**Selected excerpt:**
“Happy Spring”: Tigran Khachatryan, 23

“Happy Spring”: Tigran Khachatryan, 23


On the morning of March 1, 2008, Tigran Khachatryan woke up in high mood – it was spring.

“He entered the kitchen and said: “Mom, happy first spring day!” He knew that I love spring,” tells Alla Hovhannisyan, mother of the 23-year-old who became a victim of March 1 tragedy.

Sunday’s first day of spring will have a very different meaning for the Khachatryan family.

Tigran Khachatryan was the first victim registered in the morgue on March 1, 2008, and he is among the three victims killed by means of the ‘special technique’ belonging to the Police.

The student at the Agricultural Academy was also a beginner businessman: Tigran was running his own taxi service, and he was planning to enlarge his business.

“He was not politically active, but he was worried that the demonstrators were dispersed by means of beatings. He said he would go to figure out what had happened,” says his mother.

(Natural-language object grounding data)
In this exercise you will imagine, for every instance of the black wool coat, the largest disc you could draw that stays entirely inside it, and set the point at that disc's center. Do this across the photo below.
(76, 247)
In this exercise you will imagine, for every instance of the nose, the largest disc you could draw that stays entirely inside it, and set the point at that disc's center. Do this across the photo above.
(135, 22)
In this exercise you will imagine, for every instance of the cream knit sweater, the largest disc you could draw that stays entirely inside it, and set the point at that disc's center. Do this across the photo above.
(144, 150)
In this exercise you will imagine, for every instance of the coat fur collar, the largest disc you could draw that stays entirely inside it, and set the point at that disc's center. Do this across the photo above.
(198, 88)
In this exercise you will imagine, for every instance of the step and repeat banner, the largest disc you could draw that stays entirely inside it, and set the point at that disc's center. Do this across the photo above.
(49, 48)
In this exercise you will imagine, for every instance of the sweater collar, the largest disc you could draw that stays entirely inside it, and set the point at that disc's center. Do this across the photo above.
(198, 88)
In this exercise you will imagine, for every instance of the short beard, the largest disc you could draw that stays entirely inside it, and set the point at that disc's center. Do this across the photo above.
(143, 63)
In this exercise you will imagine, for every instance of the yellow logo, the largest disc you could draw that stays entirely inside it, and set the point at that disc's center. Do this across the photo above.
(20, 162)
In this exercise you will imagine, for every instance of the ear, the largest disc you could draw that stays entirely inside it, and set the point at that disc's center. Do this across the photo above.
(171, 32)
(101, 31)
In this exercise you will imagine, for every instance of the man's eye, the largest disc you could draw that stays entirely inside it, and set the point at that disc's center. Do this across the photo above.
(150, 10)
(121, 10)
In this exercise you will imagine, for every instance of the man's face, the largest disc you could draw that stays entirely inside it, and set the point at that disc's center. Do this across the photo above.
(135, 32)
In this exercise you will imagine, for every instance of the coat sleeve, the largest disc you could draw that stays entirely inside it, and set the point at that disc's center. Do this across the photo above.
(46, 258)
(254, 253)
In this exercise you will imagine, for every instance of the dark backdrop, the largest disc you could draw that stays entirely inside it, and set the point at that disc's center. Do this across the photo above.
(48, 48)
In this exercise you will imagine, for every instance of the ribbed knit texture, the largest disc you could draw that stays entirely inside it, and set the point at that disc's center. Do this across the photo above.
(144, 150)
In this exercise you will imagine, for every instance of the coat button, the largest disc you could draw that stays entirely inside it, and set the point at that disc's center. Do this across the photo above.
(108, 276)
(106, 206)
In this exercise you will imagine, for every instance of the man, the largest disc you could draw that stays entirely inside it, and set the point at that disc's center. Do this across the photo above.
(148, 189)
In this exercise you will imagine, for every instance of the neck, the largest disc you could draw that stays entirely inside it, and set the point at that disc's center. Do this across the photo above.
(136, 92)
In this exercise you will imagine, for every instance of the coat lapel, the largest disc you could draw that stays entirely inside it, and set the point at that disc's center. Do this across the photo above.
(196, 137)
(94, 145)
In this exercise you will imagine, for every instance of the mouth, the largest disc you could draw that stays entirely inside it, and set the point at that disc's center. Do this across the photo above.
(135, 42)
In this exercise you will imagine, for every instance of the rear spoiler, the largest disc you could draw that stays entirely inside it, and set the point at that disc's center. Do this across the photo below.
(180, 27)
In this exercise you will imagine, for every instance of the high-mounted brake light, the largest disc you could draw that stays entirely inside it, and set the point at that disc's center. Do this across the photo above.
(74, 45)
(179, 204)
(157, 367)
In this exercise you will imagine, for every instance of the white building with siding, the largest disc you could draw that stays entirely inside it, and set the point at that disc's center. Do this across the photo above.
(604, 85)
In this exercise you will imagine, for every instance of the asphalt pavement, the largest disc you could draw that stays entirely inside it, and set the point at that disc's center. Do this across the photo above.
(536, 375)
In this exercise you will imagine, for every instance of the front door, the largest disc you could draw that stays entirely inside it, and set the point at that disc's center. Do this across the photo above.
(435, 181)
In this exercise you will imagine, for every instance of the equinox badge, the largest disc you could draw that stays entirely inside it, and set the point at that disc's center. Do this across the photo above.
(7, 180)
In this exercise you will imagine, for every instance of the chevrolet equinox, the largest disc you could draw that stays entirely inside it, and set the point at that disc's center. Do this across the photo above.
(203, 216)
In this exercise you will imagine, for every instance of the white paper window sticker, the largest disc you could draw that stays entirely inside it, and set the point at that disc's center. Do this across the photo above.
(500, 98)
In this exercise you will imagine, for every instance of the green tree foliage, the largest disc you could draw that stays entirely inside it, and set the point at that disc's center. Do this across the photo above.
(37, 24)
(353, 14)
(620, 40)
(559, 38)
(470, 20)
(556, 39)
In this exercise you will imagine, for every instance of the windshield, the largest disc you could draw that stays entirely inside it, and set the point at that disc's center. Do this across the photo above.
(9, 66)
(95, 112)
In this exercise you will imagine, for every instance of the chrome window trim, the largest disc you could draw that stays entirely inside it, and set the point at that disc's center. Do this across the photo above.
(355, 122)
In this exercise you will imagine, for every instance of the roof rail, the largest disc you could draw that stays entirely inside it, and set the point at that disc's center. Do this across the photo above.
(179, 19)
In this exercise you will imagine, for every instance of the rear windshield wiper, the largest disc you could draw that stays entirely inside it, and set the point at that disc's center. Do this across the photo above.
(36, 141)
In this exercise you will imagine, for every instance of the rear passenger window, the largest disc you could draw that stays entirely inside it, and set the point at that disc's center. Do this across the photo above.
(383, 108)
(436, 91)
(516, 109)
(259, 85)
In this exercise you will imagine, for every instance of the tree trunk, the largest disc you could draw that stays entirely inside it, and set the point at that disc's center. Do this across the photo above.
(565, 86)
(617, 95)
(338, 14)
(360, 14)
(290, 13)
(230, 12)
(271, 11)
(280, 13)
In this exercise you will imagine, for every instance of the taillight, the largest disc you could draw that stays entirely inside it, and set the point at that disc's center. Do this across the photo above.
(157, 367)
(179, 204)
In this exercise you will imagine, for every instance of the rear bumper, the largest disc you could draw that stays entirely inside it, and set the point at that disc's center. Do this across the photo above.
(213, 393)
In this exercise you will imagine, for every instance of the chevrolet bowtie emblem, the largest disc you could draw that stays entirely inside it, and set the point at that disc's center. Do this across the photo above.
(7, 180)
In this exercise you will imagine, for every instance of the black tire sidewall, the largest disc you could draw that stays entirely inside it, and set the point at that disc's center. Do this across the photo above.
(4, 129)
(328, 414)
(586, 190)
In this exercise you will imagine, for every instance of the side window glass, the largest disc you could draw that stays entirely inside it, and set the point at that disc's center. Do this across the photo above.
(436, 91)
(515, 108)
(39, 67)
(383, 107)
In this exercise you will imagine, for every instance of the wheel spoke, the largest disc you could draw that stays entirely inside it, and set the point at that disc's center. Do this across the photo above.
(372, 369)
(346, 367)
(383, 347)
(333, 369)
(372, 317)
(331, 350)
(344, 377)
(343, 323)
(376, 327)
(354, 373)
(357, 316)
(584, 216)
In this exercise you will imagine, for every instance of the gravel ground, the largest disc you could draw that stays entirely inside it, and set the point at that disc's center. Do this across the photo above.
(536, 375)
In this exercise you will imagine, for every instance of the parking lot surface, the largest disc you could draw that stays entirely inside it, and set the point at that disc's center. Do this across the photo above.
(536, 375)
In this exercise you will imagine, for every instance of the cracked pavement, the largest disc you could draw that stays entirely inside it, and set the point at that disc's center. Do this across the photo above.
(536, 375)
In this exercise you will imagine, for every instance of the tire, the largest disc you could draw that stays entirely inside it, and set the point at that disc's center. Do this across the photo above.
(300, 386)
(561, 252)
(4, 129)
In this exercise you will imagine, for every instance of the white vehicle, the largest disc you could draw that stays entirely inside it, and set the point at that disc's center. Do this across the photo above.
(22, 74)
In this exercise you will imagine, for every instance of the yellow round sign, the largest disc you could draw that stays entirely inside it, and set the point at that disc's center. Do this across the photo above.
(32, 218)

**Work to complete:** Carry on the article about Tigran Khachatryan from its last sentence. These items were drawn from a different source than the article.

**Response to this exercise:**
“He was calling often saying that everything was fine. But at about 21:00 PM I started having a foreboding of something – Tigran’s mobile was not responding.”

After looking for him at hospitals and police stations they found their son at the morgue at 2:00 AM.

“My husband and younger son did not manage to find him anywhere. And on the way home they saw emergency machines at the morgue, they got out and asked to check, and they found my son in blood.”

The mother was looking for an answer at home:

“Did you find him? Where is he? At the police station? No? At the hospital? No? Where is he?”

“I got the answer to my questions in my husband’s and son’s tears; but I did not believe and now I do not believe and I do not understand why, due to which right did they take my son away?”

The questions were even more for Tigran’s 9-year-old sister – Evelina. The blue-eyed little girl was carefully cleaning her brother’s table full of his belongings; she looks at his photo and her endlessly crying mother, and she keeps silence.

The pain of her son’s loss was even doubled when she read in the Prosecutor’s document: “he was killed during participation in mass disorder.”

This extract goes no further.